### Task
Answer these questions from the cellDancer text below:
(a) How many simulated mono-kinetic genes were used to scale up the performance evaluation?
(b) How many cells were generated for each multi-rate kinetic regime?
(c) At how many epochs did cellDancer converge for transcriptional boost genes?

### Text
————————

We initially evaluated the training progress of cellDancer on several well-studied genes in pancreatic endocrinogenesis and mouse hippocampus development17. We observed that cellDancer captured the transcriptional dynamics of these genes (Fig. 1c and Supplementary Fig. 1). Then, we scaled up the performance evaluation of cellDancer on 1,000 simulated mono-kinetic genes with the shared β, γ and two-step α values. The predicted parameters are highly correlated with the ground truth (R2 = 0.98 for α/β and 0.93 for γ/β; Extended Data Fig. 1a). Remarkably, cellDancer can identify two clusters of α values representing active (positive) and repressive expression phases (centered ~0) on a benchmark dataset, without a prior constraint of a two-step transcription rate (Extended Data Fig. 1b).

Inferring RNA velocity in multi-rate kinetics

As cellDancer provides the single-cell resolution of α, β and γ, we next examined whether cellDancer could resolve the multi-rate kinetic regimes. We simulated three multiple kinetic regimes, including transcriptional boost, multi-lineage forward and multi-lineage backward genes (Extended Data Fig. 1c–e, right panels, and Methods). Transcriptional boost refers to a boost in the expression induced by a change in the transcription rate; multi-lineage forward and multi-lineage backward refer to induction and repression in separate lineages, respectively. We generated 2,000 cells and 1,000 genes for each regime. We compared cellDancer with scVelo (dynamic) and velocyto (static) algorithms and two deep learning algorithms, DeepVelo19 and VeloVAE20. The error rates in cellDancer were significantly lower than those in scVelo, velocyto, DeepVelo and VeloVAE in all three simulated regimes (Extended Data Fig. 1c–e; P < 0.001, one-sided Wilcoxon test). Specifically, cellDancer exhibited the lowest error rate for simulated transcriptional boost, multi-forward branching and multi-backward branching kinetics with 13%, 3% and 9% compared to velocyto, scVelo, DeepVelo and VeloVAE, respectively (Supplementary Table 1). To test the effect of imbalanced cell numbers in different lineages or stages, we downsampled the cells at the stage after transcriptional boosting (Extended Data Fig. 1c) and the cells in lineage 1 (Extended Data Fig. 1d,e). Results showed that cellDancer is not affected by the bias of cell distribution. Next, we estimated the required number of epochs to optimize cellDancer DNN. cellDancer converged at 25 epochs for mono-kinetic, multi-forward and multi-backward branching genes and 100 epochs for transcriptional boost genes (Extended Data Fig. 1f–i).

————————

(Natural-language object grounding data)
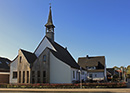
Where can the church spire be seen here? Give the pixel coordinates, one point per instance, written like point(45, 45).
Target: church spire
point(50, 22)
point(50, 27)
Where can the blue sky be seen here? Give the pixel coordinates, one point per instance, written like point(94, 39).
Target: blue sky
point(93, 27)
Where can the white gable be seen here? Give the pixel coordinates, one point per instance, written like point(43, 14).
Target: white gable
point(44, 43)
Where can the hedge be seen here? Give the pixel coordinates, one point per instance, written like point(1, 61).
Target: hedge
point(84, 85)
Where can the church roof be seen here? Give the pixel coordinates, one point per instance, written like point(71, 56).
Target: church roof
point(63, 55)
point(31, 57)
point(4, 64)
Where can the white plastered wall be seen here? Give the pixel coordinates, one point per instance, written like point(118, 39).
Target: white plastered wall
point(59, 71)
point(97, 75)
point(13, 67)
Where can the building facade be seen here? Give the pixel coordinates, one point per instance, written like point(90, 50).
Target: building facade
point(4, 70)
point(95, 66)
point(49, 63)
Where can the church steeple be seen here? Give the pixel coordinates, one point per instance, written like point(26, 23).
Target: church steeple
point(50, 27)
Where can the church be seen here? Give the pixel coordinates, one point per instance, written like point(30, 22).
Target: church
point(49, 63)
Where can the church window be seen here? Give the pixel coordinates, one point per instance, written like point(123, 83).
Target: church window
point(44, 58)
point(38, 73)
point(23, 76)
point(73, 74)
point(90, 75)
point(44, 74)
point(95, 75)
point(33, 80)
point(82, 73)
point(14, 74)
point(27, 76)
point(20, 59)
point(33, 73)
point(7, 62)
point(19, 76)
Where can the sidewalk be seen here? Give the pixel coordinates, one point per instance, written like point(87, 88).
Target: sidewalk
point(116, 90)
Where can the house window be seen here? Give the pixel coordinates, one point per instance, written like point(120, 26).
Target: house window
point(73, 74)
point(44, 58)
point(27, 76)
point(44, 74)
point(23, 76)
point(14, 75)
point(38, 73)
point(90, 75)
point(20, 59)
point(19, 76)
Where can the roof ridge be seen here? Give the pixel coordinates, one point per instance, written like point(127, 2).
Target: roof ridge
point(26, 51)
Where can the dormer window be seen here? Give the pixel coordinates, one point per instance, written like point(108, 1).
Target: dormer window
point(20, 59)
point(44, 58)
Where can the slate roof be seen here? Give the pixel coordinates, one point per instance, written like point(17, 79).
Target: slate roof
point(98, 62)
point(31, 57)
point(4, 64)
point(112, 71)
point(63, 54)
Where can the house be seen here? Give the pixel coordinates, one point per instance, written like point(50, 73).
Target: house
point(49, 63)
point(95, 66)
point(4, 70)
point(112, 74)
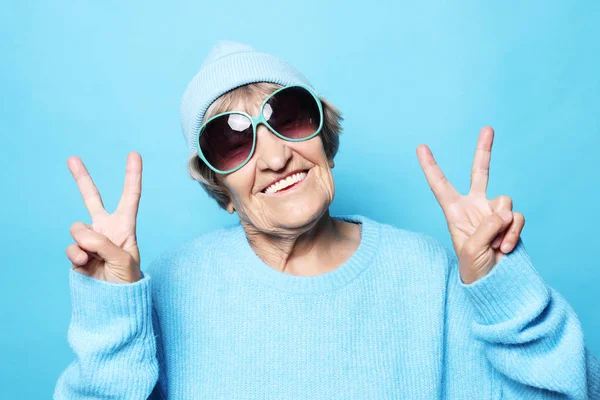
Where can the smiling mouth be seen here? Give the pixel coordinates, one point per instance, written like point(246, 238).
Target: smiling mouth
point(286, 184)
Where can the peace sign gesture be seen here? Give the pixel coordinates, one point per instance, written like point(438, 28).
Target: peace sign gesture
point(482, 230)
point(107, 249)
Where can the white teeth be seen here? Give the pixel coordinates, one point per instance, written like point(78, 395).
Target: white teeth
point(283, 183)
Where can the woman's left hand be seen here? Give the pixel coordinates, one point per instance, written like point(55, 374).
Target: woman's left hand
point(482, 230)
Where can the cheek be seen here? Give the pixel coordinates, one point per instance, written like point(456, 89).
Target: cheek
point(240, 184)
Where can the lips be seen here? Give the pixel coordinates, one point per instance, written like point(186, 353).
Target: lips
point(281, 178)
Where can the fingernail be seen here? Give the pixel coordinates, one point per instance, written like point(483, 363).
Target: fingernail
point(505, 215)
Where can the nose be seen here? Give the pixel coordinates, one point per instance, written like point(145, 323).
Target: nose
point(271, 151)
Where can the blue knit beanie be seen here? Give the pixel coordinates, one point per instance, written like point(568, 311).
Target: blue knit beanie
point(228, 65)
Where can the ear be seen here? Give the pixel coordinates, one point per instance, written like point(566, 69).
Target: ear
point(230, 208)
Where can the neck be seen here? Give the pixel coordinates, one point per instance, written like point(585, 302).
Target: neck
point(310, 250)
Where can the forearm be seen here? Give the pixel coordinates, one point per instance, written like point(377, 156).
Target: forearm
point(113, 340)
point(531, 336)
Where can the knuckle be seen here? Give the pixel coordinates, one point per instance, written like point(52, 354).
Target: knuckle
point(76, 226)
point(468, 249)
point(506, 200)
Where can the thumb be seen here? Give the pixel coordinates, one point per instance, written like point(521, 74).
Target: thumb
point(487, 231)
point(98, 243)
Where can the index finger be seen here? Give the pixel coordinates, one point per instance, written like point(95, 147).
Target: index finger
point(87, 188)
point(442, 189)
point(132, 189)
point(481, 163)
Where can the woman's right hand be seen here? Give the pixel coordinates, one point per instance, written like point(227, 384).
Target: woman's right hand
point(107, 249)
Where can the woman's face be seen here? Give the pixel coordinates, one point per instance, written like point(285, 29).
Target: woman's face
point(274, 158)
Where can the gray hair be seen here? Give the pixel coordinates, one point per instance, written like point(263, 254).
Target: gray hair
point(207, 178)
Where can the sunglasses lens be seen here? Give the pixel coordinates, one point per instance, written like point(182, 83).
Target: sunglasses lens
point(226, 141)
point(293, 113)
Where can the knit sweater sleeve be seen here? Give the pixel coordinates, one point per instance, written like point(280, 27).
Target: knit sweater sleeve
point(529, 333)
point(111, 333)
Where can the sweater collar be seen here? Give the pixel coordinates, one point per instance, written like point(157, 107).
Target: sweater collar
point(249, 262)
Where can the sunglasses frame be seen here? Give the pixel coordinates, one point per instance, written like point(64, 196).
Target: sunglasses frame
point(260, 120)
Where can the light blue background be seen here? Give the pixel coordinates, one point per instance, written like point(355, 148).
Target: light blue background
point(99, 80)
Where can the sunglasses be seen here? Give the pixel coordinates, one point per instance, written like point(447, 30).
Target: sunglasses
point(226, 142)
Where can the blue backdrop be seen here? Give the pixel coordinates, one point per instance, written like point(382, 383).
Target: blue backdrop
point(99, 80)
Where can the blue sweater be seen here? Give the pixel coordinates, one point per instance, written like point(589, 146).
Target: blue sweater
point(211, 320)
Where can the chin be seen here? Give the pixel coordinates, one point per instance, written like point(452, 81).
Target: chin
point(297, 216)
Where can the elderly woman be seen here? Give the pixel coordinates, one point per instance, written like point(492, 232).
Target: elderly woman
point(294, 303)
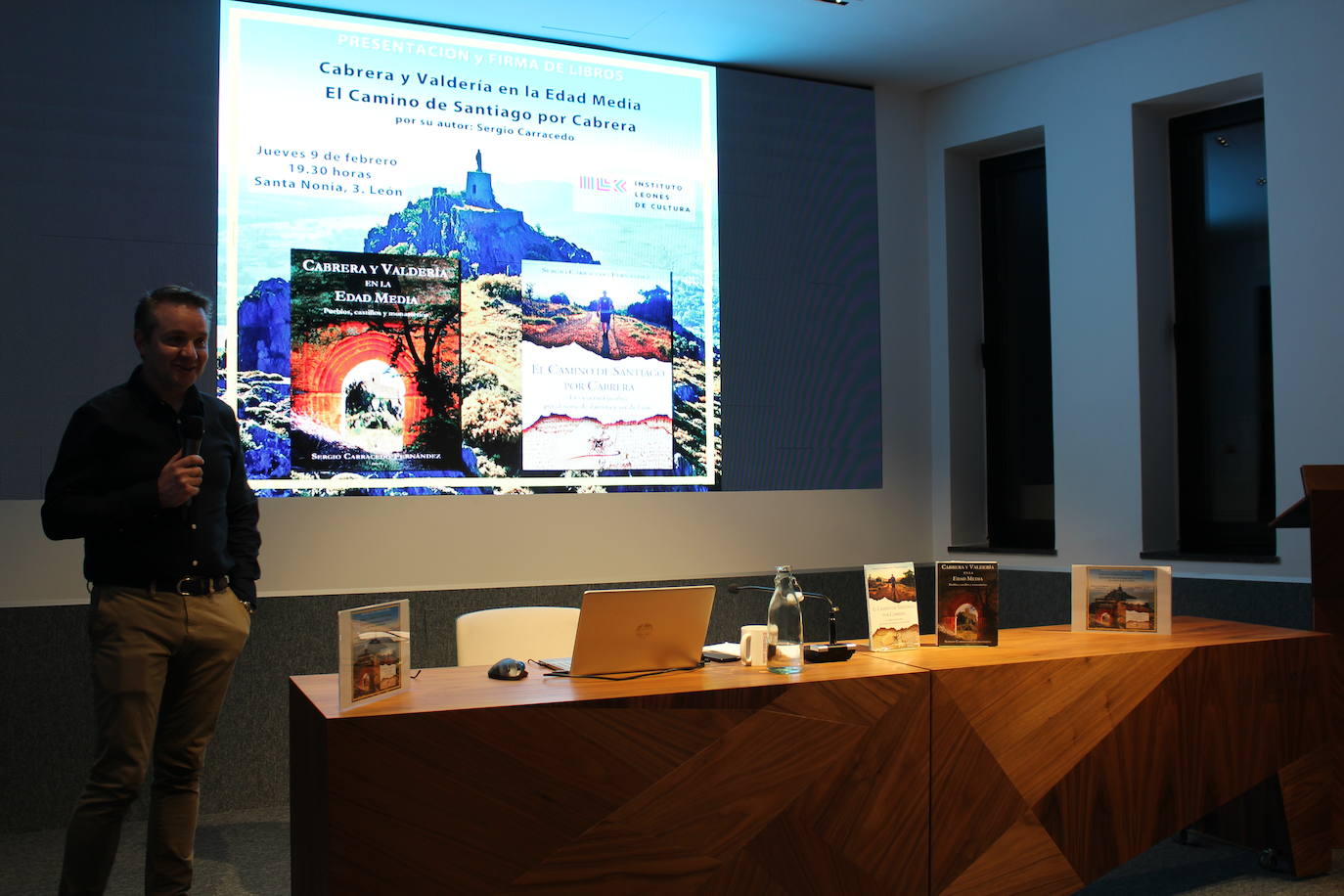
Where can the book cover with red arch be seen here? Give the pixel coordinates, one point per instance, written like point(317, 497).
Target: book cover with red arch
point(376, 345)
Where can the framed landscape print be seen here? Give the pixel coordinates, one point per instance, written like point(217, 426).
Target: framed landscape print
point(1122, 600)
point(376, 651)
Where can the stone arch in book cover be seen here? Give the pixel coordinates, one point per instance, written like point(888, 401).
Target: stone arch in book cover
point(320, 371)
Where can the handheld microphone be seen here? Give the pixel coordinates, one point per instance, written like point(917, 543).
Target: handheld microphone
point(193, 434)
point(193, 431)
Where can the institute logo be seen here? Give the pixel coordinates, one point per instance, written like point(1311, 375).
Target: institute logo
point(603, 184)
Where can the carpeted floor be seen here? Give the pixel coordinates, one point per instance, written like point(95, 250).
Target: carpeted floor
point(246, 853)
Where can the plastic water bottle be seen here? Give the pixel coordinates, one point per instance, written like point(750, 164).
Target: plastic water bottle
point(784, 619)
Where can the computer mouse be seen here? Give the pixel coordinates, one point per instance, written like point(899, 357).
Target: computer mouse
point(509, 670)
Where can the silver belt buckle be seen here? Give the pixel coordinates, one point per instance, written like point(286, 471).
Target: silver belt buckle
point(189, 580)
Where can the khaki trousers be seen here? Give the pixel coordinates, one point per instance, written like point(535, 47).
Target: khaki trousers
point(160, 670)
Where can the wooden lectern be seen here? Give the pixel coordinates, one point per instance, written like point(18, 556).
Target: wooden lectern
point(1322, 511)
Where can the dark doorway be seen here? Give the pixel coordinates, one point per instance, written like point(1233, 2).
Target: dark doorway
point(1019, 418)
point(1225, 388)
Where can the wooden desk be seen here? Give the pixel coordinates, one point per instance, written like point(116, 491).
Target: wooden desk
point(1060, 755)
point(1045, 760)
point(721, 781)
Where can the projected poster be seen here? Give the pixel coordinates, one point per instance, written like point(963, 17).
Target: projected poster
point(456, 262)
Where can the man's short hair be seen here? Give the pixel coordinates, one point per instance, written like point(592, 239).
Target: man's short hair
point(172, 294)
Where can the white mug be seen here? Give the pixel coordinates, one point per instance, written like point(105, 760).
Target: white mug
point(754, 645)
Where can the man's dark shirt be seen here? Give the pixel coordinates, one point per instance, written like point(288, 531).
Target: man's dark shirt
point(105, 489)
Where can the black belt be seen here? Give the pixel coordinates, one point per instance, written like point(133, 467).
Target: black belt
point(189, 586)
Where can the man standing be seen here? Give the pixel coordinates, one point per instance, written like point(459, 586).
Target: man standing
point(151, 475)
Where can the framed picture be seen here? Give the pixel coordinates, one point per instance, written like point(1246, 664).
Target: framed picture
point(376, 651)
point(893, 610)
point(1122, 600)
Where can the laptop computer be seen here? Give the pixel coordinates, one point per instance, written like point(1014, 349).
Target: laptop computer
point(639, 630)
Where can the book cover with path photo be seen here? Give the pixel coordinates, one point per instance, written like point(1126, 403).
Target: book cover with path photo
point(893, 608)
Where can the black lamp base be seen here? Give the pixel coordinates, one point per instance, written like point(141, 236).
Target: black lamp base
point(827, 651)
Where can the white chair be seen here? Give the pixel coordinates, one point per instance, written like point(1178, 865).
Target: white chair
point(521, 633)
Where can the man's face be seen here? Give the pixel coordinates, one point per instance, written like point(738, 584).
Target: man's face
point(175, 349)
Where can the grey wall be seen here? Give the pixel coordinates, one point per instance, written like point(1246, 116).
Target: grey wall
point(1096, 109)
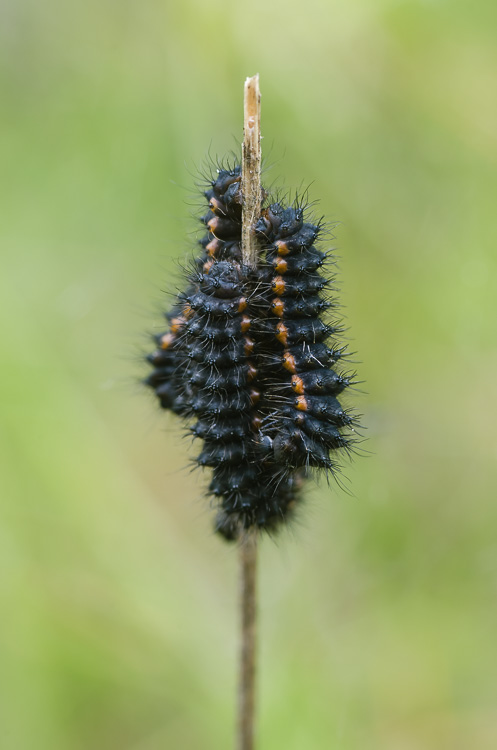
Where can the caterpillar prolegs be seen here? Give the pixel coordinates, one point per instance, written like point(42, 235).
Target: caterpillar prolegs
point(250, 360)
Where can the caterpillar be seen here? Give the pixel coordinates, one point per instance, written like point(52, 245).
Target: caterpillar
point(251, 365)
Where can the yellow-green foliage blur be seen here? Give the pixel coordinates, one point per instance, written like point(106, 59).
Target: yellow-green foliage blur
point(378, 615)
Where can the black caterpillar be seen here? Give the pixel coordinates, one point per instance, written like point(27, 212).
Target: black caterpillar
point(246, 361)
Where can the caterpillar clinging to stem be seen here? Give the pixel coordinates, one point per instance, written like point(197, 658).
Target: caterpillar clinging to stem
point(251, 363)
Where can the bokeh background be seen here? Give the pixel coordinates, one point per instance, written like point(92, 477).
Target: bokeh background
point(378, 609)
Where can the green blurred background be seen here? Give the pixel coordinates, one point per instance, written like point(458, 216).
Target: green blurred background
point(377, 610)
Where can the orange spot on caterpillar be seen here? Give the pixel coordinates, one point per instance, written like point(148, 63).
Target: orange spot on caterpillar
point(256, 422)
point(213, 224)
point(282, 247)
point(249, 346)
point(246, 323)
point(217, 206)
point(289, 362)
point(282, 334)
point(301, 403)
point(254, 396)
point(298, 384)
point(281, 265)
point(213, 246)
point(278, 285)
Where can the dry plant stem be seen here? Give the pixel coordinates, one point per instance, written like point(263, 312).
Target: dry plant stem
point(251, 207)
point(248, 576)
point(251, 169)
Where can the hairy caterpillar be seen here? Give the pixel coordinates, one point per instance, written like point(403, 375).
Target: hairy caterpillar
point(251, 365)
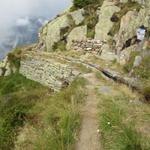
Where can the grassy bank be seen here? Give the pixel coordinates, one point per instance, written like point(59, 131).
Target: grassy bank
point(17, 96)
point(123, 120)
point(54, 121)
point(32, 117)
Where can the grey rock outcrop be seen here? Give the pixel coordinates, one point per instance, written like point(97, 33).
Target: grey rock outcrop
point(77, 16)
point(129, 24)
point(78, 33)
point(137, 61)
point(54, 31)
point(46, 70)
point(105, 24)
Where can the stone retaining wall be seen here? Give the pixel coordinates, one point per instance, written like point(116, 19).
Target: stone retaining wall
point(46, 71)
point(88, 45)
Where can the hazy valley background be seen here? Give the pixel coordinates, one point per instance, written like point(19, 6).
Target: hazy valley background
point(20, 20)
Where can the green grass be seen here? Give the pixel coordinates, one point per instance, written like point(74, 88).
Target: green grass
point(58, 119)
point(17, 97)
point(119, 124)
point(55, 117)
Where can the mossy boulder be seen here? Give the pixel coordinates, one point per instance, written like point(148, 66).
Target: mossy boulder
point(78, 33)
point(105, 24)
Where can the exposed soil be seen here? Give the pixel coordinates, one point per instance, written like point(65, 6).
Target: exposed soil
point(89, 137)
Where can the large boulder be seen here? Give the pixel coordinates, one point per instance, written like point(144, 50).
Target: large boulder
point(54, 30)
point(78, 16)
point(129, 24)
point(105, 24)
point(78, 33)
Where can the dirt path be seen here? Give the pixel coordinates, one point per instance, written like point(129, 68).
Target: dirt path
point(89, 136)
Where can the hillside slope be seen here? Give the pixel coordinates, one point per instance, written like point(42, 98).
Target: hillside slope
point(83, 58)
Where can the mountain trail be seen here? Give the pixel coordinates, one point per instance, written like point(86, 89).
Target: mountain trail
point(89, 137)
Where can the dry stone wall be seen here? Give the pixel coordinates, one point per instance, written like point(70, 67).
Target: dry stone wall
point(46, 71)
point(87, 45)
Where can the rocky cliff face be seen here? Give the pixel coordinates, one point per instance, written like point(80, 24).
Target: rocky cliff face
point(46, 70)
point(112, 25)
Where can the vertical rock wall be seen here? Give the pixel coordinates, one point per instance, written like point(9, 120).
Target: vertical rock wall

————————

### Exercise response
(a) 1,000
(b) 2,000
(c) 100